Reproduce the passage of the MySQL text word for word, starting with "If you can't" and going on through "with InnoDB tables.".

#### DOCUMENT:
"""

If you can't shut down the machines, then connect to both of them and run FLUSH TABLES WITH READ LOCK; wait for the prompt to return, and then leave the connections open (to hold the locks) while copying the files. Then UNLOCK TABLES; to release the global read lock. MyISAM tables are pretty flexible this way... you need to copy the MYD and MYI files for the tables, together in pairs, and you should probably copy the matching .frm files on the off chance that they aren't identical (though they should be)... just save copies of anything you overwrite, and don't try this with InnoDB tables.

This should restore the procedures; you might need to restart the server for them to be recognized by all threads (but I don't think so).

If changes to tables in mysql normally replicate in your setup, that tends to suggest underlying system trouble ... or someone else with access to the system not quite knowing with they are doing ... or a potential security breach, and, unfortunately, none of these things really jumps out to me as more likely than any other, though my instinct is to be "suspicious of malicious."

"""

#### ENTRIES SHOWN:
"""

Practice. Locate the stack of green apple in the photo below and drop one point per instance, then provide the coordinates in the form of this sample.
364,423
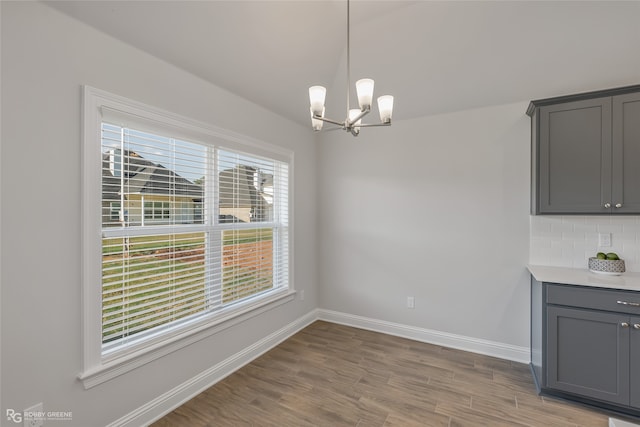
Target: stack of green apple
611,256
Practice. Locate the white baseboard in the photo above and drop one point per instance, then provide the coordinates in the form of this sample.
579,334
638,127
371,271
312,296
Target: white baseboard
474,345
175,397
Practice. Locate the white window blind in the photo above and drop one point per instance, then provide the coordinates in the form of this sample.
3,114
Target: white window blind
188,228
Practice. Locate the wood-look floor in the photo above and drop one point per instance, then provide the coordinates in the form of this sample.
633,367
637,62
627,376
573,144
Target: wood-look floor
334,375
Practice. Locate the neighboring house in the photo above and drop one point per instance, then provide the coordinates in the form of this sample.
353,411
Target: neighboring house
246,195
151,193
155,195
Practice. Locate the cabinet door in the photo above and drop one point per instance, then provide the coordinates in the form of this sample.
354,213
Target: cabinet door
588,353
575,157
635,362
626,154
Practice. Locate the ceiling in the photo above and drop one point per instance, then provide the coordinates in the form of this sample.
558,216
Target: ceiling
433,56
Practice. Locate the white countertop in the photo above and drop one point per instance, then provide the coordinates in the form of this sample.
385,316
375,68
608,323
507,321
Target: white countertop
581,276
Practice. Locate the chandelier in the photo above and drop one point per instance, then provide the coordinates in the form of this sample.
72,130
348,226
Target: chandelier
364,89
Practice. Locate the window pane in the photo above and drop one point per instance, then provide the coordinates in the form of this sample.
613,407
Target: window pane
247,260
150,281
154,178
245,188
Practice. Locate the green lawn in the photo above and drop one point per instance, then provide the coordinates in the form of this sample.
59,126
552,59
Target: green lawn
148,281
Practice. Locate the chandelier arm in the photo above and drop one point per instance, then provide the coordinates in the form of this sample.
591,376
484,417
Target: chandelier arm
324,119
363,113
370,125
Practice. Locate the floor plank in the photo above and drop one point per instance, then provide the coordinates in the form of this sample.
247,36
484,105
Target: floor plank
335,375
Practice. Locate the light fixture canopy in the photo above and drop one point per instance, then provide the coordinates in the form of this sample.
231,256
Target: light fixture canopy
364,90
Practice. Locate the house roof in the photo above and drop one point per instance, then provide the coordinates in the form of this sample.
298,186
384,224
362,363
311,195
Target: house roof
142,176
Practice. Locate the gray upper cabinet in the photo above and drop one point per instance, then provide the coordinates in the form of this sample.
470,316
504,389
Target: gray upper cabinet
626,153
585,152
634,376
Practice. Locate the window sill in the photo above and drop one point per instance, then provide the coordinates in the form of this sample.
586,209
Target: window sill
117,366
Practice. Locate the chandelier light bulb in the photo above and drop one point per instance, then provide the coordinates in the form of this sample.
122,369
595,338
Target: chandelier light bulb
364,89
315,123
353,113
316,98
385,107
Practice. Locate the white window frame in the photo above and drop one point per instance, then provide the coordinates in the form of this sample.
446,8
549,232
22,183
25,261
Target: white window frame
98,368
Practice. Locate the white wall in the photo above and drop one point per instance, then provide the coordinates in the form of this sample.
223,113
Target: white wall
436,208
46,57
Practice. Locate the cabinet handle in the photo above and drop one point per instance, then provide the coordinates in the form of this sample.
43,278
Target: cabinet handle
632,304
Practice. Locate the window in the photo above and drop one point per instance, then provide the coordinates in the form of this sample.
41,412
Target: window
195,229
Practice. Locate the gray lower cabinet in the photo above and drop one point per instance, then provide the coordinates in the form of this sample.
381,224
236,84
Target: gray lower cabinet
588,353
585,345
585,152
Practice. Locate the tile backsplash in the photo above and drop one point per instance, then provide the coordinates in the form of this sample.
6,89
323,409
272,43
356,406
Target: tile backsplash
568,241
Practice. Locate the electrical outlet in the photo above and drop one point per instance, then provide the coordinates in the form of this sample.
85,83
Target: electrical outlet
604,240
33,416
411,302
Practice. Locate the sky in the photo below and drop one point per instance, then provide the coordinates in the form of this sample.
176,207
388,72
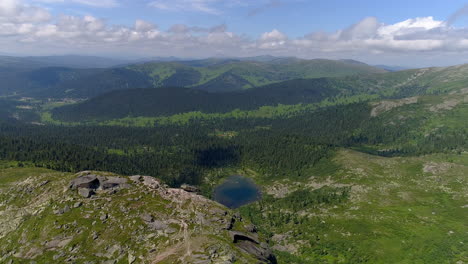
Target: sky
405,33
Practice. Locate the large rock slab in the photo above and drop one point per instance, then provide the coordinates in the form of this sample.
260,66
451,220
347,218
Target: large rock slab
86,181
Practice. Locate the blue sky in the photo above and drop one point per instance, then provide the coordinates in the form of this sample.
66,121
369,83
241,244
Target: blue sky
411,33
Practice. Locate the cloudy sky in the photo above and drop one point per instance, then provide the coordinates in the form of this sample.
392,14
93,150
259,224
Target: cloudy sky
408,33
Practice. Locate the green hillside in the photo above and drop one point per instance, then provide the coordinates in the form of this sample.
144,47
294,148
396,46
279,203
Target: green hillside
211,75
45,221
321,91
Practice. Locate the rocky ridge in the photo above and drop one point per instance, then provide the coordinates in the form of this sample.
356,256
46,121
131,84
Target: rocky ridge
96,217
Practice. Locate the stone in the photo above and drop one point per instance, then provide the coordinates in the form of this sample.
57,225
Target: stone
251,228
158,225
103,217
147,218
87,181
112,182
251,245
131,258
136,178
151,182
85,192
189,188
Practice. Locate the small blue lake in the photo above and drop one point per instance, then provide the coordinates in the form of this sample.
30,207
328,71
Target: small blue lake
236,191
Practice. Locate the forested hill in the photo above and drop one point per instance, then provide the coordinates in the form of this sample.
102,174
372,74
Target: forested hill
217,75
174,100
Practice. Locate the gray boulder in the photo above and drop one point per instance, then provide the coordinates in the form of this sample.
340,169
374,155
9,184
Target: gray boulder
86,181
250,244
189,188
85,192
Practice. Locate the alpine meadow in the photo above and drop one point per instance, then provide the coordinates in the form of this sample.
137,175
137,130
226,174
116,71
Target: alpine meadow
233,132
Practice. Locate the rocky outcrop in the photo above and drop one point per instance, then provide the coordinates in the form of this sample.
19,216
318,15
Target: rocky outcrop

"""

#### EXERCISE RESULT:
If you can't shut down the machines, then connect to both of them and run FLUSH TABLES WITH READ LOCK; wait for the prompt to return, and then leave the connections open (to hold the locks) while copying the files. Then UNLOCK TABLES; to release the global read lock. MyISAM tables are pretty flexible this way... you need to copy the MYD and MYI files for the tables, together in pairs, and you should probably copy the matching .frm files on the off chance that they aren't identical (though they should be)... just save copies of anything you overwrite, and don't try this with InnoDB tables.